Pro-Israel doctors end dispute with The Lancet

Professor Paul Zimmet at his desk at the Alfred Centre in Melbourne. Photo: Peter Haskin

THOUSANDS of physicians and health academics across the world, led by among others Australian Jewish Professor Paul Zimmet, have ended a five-year boycott of leading international medical journal The Lancet over its coverage of Israel. 

Tensions erupted in 2014 after Operation Protective Edge, the Israel–Gaza war, when The Lancet‘s editor-in-chief Professor Richard Horton published an inflammatory letter blaming the Jewish State for the conflict. Signed by 24 doctors and scientists, it spoke of “the aggression of Gaza by Israel” and said Israeli academics “are complicit in the massacre and destruction of Gaza”, while claiming Gazans were trying “to resolve their conflicts without arms and harm”. 

Among the letter’s principal authors were Drs Paola Manduca of Italy and Swee Ang of Singapore who had previously circulated material by Ku Klux Klan leader David Duke. Manduca had also forwarded a piece suggesting Jews were responsible for the Boston Marathon bombings.

Zimmet, who is professor of diabetes research at Monash University, quit The Lancet‘s international advisory board in protest, and when a worldwide petition by Jewish and non-Jewish Israel supporters failed to persuade the journal to retract the article, he joined health specialists in the US and elsewhere refusing to publish in it.

For five years, thousands of Jewish and non-Jewish medical experts, including Nobel Prize winners, refrained from submitting articles and reviews to The Lancet, or other titles from publisher Elsevier.

During that time, a petition of around 1000 health professionals – and an online petition bearing some 4000 names – was directed at Elsevier, with a number of Australian signatories.

But last month, after The Lancet published an insightful article into the worldwide rise in antisemitism, Zimmet and Professor Julio Rosenstock from Dallas wrote to Horton informing him that they had noted a change in the journal’s tone towards Israel and were ending the boycott.

Following the 2014 letter, Horton had been invited to Israel by physicians at Rambam Medical Centre “and I think his position softened and he agreed to publish in The Lancet a number of papers which were positive in terms of medicine and science in Israel”, Zimmet told The AJN. “And I think he recognised that … Israeli physicians were seeing [Gazan] patients.”

After Horton revisited Israel and met with President Reuven Rivlin, he was “becoming more sympathetic”, said Zimmet. However, the group kept the pressure up, “wanting to see more action”.

Then last month, Horton published a commentary on the abuse of medicine during the Holocaust, in which he more broadly lamented the resurgence of antisemitism.

The standoff “had gone for five years and we were already talking a few weeks prior to [the July article] about writing to him, and then of course, when we saw that article on the Holocaust, we thought this was the time”, said Zimmet.

Rosenstock, Zimmet and a small working group asked Horton to publish their article “Bringing closure: towards achieving a better understanding of Israel” in The Lancet to which Horton quickly assented.

“To me, it’s quite something,” said Zimmet, noting that while The Lancet would have been feeling the pressure of a wide circle of medical authorities declining to write for it, he believes Horton adopted a new outlook because he “suddenly found out a lot more about … the involvement of the Israel medical profession [in aiding Gazans]”. 

Zimmet said Horton sent an email emphasising “how important it was for him personally and professionally that this was resolved. The original letter was a very bad mistake and he expressed in his email to us that he was very sorry now that he had published it”.

However, Zimmet cautioned, “We’ve got to keep a watch out that this doesn’t pass and we’ve made the wrong call.”

For their part, Zimmet and his colleagues were concerned about depriving young medical researchers of opportunities to publish in the esteemed journal. “I think that was something that influenced us to try to end [the dispute].”

Asked whether their boycott weakened the case against BDS, Zimmet said simply, “We had no other option.”

He added, “This has been a long action and has had many twists and turns but should be a path to getting back to science and casting Israel in a much better light with better understanding of its delicate position in the highly charged environment in the Middle East.”

(WORK TO BE COMPLETED) Transcribe the portion of the article on the doctors' dispute with The Lancet that begins at the words "For five years, thousands" and stops after "from publisher Elsevier.".

(DATA SUPPLIED)
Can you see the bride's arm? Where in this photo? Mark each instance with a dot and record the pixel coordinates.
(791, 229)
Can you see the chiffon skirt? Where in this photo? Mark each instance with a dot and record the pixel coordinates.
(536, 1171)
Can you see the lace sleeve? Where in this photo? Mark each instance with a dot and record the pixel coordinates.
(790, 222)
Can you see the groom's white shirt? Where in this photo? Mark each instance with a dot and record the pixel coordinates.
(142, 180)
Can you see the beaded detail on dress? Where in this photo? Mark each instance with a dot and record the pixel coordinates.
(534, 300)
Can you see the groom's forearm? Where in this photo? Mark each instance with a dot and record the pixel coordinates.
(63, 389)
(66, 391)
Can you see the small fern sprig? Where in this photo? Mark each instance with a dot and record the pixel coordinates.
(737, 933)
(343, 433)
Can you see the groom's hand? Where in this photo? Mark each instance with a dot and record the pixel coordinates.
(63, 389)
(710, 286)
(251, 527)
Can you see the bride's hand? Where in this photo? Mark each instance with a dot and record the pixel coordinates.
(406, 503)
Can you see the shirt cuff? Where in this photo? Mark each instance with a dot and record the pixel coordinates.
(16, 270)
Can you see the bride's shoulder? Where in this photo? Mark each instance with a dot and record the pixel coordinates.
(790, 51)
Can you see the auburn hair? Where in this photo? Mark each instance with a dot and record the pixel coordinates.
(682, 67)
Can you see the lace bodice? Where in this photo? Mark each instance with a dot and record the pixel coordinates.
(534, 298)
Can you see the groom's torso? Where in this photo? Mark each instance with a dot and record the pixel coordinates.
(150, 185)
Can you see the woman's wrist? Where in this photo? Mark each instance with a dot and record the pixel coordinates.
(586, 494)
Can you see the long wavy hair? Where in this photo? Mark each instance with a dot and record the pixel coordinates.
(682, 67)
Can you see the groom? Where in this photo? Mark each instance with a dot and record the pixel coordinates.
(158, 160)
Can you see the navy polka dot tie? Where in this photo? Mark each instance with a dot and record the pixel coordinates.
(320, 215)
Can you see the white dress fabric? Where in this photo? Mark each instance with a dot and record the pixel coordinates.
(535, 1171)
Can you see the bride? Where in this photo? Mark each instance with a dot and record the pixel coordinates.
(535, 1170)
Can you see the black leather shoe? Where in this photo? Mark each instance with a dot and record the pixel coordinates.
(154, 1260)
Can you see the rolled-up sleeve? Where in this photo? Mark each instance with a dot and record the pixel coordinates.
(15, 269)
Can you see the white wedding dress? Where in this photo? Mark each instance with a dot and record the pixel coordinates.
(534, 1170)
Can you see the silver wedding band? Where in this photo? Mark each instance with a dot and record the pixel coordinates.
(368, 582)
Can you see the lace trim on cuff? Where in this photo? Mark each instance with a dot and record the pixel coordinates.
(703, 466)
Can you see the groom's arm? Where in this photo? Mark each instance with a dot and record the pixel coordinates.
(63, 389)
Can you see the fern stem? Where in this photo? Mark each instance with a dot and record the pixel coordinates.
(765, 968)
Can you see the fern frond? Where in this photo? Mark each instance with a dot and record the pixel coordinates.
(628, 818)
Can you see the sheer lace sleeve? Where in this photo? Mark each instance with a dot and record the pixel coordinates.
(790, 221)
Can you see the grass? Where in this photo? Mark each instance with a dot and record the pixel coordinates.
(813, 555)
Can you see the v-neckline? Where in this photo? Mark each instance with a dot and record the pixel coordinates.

(ANSWER AREA)
For five years, thousands of Jewish and non-Jewish medical experts, including Nobel Prize winners, refrained from submitting articles and reviews to The Lancet, or other titles from publisher Elsevier.